(Data extracted from a collection)
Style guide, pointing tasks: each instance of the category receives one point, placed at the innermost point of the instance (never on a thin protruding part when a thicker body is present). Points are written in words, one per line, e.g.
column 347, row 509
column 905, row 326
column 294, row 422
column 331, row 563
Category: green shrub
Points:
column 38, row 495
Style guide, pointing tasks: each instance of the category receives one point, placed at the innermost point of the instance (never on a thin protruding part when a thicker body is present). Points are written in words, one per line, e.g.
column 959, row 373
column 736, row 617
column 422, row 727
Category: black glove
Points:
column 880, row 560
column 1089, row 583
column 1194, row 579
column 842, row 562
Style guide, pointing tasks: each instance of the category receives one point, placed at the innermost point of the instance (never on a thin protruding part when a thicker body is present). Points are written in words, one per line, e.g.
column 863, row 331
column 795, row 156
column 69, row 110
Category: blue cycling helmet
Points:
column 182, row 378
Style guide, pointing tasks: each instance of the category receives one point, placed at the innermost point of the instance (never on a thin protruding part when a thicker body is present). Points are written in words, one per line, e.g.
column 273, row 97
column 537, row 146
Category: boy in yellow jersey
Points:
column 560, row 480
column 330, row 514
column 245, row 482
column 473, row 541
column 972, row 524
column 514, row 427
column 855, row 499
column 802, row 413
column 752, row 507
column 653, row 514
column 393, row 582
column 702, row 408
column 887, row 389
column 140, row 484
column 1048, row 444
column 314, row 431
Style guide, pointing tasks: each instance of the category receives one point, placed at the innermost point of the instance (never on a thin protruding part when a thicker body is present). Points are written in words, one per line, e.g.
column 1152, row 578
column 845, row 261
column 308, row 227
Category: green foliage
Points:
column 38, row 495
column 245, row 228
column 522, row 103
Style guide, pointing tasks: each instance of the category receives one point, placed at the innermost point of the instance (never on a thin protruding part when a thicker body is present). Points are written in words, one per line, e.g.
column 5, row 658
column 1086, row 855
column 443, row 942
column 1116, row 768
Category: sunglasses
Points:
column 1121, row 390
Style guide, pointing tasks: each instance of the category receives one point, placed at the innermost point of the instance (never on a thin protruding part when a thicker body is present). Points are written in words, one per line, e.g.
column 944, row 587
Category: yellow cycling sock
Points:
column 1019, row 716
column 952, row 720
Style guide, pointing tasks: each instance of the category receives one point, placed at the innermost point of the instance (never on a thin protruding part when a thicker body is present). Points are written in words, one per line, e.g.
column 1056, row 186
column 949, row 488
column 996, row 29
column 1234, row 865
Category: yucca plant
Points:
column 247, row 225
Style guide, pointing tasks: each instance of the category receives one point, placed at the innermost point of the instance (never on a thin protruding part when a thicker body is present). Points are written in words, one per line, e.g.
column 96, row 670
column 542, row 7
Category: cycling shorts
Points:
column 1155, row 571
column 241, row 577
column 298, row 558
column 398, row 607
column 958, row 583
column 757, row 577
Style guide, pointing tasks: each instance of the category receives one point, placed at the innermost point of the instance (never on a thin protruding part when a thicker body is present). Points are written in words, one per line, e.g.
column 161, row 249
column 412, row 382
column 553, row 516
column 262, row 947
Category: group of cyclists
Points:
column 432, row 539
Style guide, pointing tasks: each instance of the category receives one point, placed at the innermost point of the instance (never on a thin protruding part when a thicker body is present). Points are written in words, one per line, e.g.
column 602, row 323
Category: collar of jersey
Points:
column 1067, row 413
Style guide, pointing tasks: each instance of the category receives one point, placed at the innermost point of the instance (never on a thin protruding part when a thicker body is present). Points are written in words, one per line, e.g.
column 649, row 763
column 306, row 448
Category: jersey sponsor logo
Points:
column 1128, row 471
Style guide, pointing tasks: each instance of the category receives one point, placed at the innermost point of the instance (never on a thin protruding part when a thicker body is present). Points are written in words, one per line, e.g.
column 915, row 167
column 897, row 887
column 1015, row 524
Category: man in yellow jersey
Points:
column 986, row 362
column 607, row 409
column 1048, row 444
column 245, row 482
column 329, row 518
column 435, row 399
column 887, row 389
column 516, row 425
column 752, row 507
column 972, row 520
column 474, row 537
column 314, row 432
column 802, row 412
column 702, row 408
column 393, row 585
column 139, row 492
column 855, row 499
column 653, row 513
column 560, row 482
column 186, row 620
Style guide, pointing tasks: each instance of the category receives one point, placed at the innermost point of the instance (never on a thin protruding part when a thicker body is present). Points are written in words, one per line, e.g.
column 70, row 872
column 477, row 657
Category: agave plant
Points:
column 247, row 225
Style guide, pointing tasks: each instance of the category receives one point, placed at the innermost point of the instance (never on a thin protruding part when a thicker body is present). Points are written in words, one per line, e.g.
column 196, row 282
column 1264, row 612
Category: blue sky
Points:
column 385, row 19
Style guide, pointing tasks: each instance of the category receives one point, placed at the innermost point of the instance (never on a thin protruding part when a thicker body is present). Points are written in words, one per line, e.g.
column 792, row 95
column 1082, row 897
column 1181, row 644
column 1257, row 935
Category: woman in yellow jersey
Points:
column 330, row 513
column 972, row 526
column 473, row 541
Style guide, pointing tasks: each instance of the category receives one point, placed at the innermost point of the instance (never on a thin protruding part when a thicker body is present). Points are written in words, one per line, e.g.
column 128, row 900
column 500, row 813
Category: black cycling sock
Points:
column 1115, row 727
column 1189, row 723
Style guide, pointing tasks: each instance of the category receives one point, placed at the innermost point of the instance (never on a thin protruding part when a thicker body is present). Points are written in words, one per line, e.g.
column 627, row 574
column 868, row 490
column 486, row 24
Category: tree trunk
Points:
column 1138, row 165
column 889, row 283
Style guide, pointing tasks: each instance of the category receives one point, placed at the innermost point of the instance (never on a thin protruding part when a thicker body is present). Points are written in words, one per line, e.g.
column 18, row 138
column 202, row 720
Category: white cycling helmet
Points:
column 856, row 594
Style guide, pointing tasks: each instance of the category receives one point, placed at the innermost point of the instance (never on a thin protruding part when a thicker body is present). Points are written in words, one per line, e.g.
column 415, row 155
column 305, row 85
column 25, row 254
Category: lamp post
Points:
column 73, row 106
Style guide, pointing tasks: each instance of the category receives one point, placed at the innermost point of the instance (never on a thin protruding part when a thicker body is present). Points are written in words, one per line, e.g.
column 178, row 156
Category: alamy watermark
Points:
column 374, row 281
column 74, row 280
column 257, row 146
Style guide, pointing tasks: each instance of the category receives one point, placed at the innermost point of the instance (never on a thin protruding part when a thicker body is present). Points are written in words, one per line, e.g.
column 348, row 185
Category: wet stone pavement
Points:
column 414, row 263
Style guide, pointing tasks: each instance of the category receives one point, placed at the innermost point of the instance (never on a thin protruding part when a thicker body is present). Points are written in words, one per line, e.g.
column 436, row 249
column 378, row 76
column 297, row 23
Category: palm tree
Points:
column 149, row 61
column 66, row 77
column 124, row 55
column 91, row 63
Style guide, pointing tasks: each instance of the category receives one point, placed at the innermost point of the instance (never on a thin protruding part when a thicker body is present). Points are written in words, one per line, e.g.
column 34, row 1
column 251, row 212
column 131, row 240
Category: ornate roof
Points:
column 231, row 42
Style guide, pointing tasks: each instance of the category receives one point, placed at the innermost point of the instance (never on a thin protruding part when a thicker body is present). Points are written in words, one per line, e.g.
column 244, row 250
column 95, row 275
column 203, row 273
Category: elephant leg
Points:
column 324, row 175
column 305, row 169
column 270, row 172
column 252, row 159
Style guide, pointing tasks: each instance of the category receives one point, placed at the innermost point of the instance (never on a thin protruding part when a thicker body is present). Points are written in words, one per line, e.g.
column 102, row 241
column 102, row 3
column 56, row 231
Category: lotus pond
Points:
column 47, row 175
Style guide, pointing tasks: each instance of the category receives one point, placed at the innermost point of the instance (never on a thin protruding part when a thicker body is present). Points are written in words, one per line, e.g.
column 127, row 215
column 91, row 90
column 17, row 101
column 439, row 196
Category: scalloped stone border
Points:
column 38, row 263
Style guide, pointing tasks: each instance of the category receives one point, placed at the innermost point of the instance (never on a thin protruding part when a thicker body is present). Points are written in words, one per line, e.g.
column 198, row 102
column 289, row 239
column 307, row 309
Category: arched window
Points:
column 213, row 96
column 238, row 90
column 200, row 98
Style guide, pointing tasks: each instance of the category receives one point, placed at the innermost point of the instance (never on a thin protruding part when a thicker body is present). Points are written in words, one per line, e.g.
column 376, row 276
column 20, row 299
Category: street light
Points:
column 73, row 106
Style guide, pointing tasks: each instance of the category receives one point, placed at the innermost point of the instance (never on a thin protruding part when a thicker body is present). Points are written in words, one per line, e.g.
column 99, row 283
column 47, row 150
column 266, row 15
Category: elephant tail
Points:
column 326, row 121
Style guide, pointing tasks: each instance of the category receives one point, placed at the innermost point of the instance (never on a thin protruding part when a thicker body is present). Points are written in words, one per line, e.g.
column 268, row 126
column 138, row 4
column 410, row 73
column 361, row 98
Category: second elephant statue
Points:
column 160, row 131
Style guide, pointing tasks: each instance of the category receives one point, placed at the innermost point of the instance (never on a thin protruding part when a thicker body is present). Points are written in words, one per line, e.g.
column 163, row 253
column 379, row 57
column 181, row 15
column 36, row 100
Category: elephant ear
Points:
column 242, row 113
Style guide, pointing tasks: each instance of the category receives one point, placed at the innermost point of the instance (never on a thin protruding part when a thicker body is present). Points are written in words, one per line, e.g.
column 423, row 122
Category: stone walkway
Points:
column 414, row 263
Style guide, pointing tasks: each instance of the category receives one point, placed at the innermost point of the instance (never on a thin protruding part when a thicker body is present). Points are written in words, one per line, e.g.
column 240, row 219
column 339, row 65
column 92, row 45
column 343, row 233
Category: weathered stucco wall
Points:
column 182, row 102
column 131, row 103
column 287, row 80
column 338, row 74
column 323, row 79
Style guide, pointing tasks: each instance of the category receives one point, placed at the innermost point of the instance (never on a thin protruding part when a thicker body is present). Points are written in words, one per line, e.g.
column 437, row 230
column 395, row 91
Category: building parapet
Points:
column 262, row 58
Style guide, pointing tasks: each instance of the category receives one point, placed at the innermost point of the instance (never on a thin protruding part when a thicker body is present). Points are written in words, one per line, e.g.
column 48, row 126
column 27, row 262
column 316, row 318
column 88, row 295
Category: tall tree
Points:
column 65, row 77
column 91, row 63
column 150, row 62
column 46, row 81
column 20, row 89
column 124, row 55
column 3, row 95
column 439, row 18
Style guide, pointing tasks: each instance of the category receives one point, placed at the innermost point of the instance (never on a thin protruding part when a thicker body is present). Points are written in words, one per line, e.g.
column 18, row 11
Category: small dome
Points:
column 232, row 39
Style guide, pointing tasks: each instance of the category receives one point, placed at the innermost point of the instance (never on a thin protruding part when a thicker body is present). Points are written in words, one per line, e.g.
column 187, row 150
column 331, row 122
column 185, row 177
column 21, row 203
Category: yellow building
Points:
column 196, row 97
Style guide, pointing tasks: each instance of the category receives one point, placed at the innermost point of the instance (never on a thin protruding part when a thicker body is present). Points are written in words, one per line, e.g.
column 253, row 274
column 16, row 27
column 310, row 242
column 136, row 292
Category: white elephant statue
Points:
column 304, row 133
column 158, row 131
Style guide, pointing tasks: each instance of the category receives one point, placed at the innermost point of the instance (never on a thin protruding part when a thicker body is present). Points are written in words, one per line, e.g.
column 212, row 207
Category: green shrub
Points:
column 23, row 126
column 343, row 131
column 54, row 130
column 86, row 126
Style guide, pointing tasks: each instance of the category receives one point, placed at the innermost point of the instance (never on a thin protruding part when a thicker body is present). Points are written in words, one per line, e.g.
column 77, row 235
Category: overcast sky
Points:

■ Task item: For the word "cycling", report how many lines of the records contain it; respond with the number only.

■ Solved problem: 5